> **WORK TO DO**:
Beginning at the line that contains "Give every instance of the blue", reproduce every line to the end of the material without changing any of them.

> **DATASET RECORDS**:
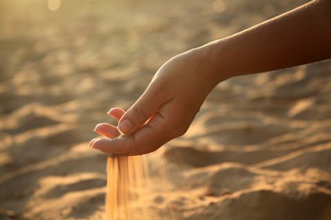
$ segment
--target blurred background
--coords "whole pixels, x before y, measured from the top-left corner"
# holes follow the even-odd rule
[[[88,145],[115,122],[107,111],[172,56],[307,1],[1,0],[0,219],[103,219],[106,157]],[[219,84],[188,133],[148,155],[137,206],[153,219],[330,219],[330,72]]]

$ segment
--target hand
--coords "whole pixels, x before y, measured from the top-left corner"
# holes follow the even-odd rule
[[[183,135],[218,82],[208,74],[201,49],[179,54],[156,73],[142,96],[126,111],[110,109],[118,129],[99,124],[94,131],[108,138],[90,146],[108,154],[142,155]],[[120,135],[120,132],[124,135]]]

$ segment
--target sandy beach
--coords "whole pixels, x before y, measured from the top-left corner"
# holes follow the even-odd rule
[[[172,56],[306,1],[0,2],[0,219],[104,219],[88,148]],[[230,78],[149,154],[150,219],[331,219],[331,61]],[[137,213],[137,214],[135,214]]]

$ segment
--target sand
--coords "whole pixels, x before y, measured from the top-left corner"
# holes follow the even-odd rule
[[[104,219],[88,148],[172,56],[304,1],[0,1],[0,219]],[[148,155],[153,219],[331,219],[331,63],[237,77]]]

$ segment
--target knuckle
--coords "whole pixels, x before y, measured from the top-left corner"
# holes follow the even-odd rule
[[[143,104],[139,104],[132,109],[132,115],[141,122],[144,122],[143,120],[147,120],[147,112],[148,108]]]

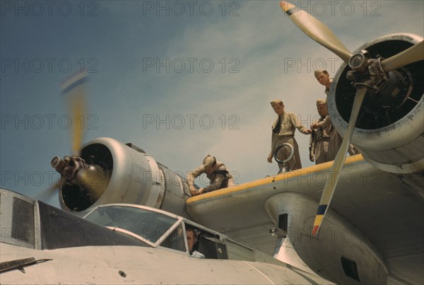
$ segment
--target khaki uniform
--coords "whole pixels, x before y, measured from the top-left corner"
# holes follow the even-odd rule
[[[216,164],[218,165],[218,170],[216,171],[211,174],[206,173],[206,177],[211,180],[211,184],[209,186],[204,187],[206,192],[234,185],[232,176],[227,170],[227,168],[224,163],[217,161]],[[205,167],[203,165],[188,173],[187,182],[189,183],[189,186],[194,185],[196,178],[206,173]]]
[[[315,122],[319,124],[329,116],[321,117]],[[311,134],[310,140],[310,156],[314,158],[315,164],[324,163],[324,162],[334,160],[334,151],[330,146],[331,124],[323,124],[322,127],[314,129]],[[332,129],[334,129],[334,127]]]
[[[319,122],[318,124],[319,125],[319,128],[328,129],[329,130],[330,140],[328,144],[327,155],[329,160],[326,161],[334,161],[336,158],[336,156],[343,142],[343,137],[336,130],[336,128],[331,123],[330,116],[326,116],[325,119],[322,122]],[[349,144],[348,152],[351,156],[360,153],[359,151],[351,144]]]
[[[279,123],[278,123],[279,122]],[[279,126],[279,127],[278,127]],[[280,129],[279,130],[278,129]],[[283,143],[288,143],[293,146],[294,155],[288,162],[290,170],[302,168],[300,155],[299,154],[299,146],[295,139],[295,131],[298,129],[302,134],[307,134],[307,129],[299,122],[296,115],[292,112],[285,112],[278,116],[272,125],[272,136],[271,143],[271,151],[269,156],[273,156],[276,148]],[[290,149],[281,148],[277,154],[277,158],[284,161],[290,156]]]

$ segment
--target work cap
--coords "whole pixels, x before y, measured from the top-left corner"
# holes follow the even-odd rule
[[[317,76],[318,76],[318,75],[323,73],[324,71],[325,71],[327,74],[329,73],[326,70],[322,69],[317,69],[316,71],[314,71],[314,75],[315,76],[315,77],[317,77]]]
[[[323,104],[326,104],[326,100],[325,99],[318,99],[317,100],[317,107],[319,106],[320,105],[323,105]]]
[[[274,107],[276,105],[278,105],[278,104],[283,105],[283,101],[281,101],[280,99],[276,99],[276,100],[271,101],[271,105],[272,107]]]
[[[213,165],[216,162],[216,159],[213,156],[208,154],[208,156],[204,159],[204,166],[206,168]]]

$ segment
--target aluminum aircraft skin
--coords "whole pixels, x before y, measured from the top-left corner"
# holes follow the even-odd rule
[[[73,155],[52,161],[61,179],[49,191],[59,188],[63,211],[49,208],[45,219],[60,224],[68,214],[96,226],[110,243],[47,248],[45,234],[33,235],[34,247],[25,246],[13,236],[25,228],[11,226],[18,221],[19,202],[15,209],[4,198],[19,194],[2,191],[1,267],[40,260],[1,273],[2,283],[424,284],[423,37],[383,35],[351,52],[312,16],[280,5],[302,31],[345,62],[327,98],[331,121],[344,137],[335,161],[192,197],[184,178],[136,146],[103,137],[80,147],[82,134],[76,132]],[[83,112],[85,79],[81,74],[63,86],[76,116]],[[349,143],[361,154],[346,158]],[[18,198],[33,205],[27,213],[39,228],[45,220],[35,218],[48,206]],[[209,241],[214,237],[216,252],[199,260],[189,256],[187,241],[184,250],[160,245],[170,233],[152,244],[134,231],[83,219],[110,204],[173,213],[180,223],[170,232],[181,226],[187,238],[186,229],[195,228]],[[144,246],[128,243],[134,239]],[[22,279],[28,276],[37,279]]]

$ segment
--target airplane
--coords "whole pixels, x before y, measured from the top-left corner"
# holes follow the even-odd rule
[[[158,209],[119,203],[81,217],[9,190],[0,197],[2,284],[329,283]]]
[[[361,155],[345,161],[342,146],[334,162],[190,197],[179,173],[132,144],[100,138],[52,161],[62,177],[61,207],[79,216],[109,204],[158,208],[324,283],[424,283],[423,37],[387,35],[351,52],[312,16],[281,6],[346,62],[331,85],[329,112],[345,144]]]

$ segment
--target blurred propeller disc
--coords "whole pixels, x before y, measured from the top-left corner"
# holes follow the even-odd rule
[[[71,118],[72,153],[79,156],[85,124],[86,82],[88,74],[79,73],[61,84],[62,93],[66,97]]]

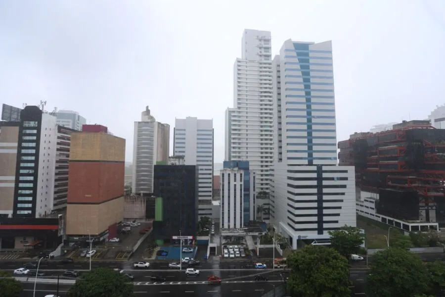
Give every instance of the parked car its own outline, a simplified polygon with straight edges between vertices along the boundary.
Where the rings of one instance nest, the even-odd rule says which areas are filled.
[[[185,263],[187,264],[192,260],[194,260],[193,258],[189,258],[188,257],[185,257],[185,258],[182,258],[182,263]]]
[[[267,268],[267,266],[266,264],[262,263],[256,263],[255,268],[257,269],[265,269]]]
[[[199,270],[195,268],[187,268],[185,270],[185,275],[187,276],[189,275],[197,276],[199,275]]]
[[[263,275],[256,275],[254,278],[256,282],[267,282],[267,278]]]
[[[165,282],[166,279],[165,278],[165,277],[164,276],[152,275],[150,277],[150,279],[153,282]]]
[[[221,284],[221,278],[215,275],[209,275],[207,277],[207,281],[211,284]]]
[[[92,250],[89,250],[88,252],[87,253],[87,254],[85,255],[85,256],[87,258],[89,258],[90,257],[92,257],[96,253],[96,250],[93,249]]]
[[[181,266],[176,262],[173,262],[169,264],[169,268],[179,268]]]
[[[29,269],[26,268],[19,268],[14,270],[14,274],[28,274],[29,273]]]
[[[201,262],[197,260],[191,260],[188,262],[188,266],[197,266],[199,265],[200,263]]]
[[[23,265],[23,267],[25,268],[32,269],[37,268],[37,265],[34,263],[31,263],[31,262],[29,262],[28,263],[25,263],[24,264],[24,265]]]
[[[135,268],[148,268],[150,267],[150,263],[148,262],[135,262],[133,263],[133,267]]]
[[[70,264],[70,263],[74,263],[74,260],[71,258],[64,258],[59,262],[62,264]]]
[[[43,272],[37,272],[37,270],[30,270],[28,273],[29,276],[44,276],[45,274]]]
[[[79,272],[75,270],[66,270],[63,275],[69,277],[77,277],[79,276]]]

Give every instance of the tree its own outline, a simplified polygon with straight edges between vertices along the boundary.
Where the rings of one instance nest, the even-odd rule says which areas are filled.
[[[287,288],[292,297],[349,297],[349,263],[333,248],[306,246],[287,257]]]
[[[445,262],[436,261],[429,263],[428,271],[430,272],[430,279],[434,291],[440,292],[445,287]]]
[[[133,297],[133,284],[126,276],[107,268],[83,275],[68,291],[69,297]]]
[[[12,278],[12,274],[8,271],[0,271],[0,292],[2,297],[18,297],[22,292],[22,284]]]
[[[417,255],[390,248],[373,257],[367,284],[367,296],[409,297],[429,293],[430,279]]]
[[[346,225],[339,230],[329,231],[329,234],[331,236],[331,248],[347,259],[349,259],[352,254],[358,252],[360,246],[365,240],[365,235],[360,232],[359,229]]]

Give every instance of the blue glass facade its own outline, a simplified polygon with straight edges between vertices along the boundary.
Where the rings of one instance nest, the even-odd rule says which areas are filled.
[[[243,175],[244,184],[243,193],[243,219],[244,224],[250,221],[250,172],[248,161],[224,161],[222,164],[224,169],[238,168],[244,171]],[[254,189],[252,189],[253,191]]]

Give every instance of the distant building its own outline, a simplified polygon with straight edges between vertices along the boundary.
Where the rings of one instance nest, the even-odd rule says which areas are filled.
[[[57,125],[78,131],[82,131],[82,126],[87,123],[85,118],[72,110],[59,110],[54,115],[57,118]]]
[[[167,162],[170,151],[170,126],[156,122],[148,106],[141,121],[134,122],[132,189],[139,194],[153,193],[153,166]]]
[[[196,166],[156,165],[153,196],[156,197],[153,236],[196,236],[198,223]]]
[[[98,126],[84,125],[82,132],[71,135],[66,217],[70,242],[85,243],[90,236],[97,242],[115,237],[123,218],[125,140],[96,132]]]
[[[198,168],[200,216],[212,215],[213,133],[213,120],[192,117],[175,120],[174,155],[184,156],[186,165]]]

> **FINISHED ANSWER**:
Give every instance of the blue glass facade its own outline, a simplified polygon with straight edges between vertices along the boundary.
Where the rings of one instance nest, the even-odd rule says which areas are filled.
[[[243,175],[244,184],[243,193],[243,219],[244,224],[250,221],[250,172],[248,161],[224,161],[222,164],[224,169],[238,168],[244,171]],[[254,189],[252,189],[253,191]]]

Give every instance of the distant building its own outline, a simplified polygon with straight edges between vertices along the boundary.
Where the rings of one instance nest, the even-odd rule says which areas are filled.
[[[57,125],[78,131],[82,131],[82,126],[87,123],[85,118],[72,110],[59,110],[54,115],[57,118]]]
[[[167,162],[170,151],[170,126],[156,122],[148,106],[141,121],[134,122],[132,189],[139,194],[153,193],[153,166]]]
[[[196,166],[156,165],[153,196],[156,197],[153,236],[196,236],[198,223]]]
[[[98,126],[84,125],[82,132],[71,135],[66,217],[70,242],[85,243],[90,236],[97,242],[115,237],[123,218],[125,140],[96,132]]]
[[[198,168],[200,216],[212,215],[213,133],[213,120],[192,117],[175,120],[174,155],[184,156],[186,165]]]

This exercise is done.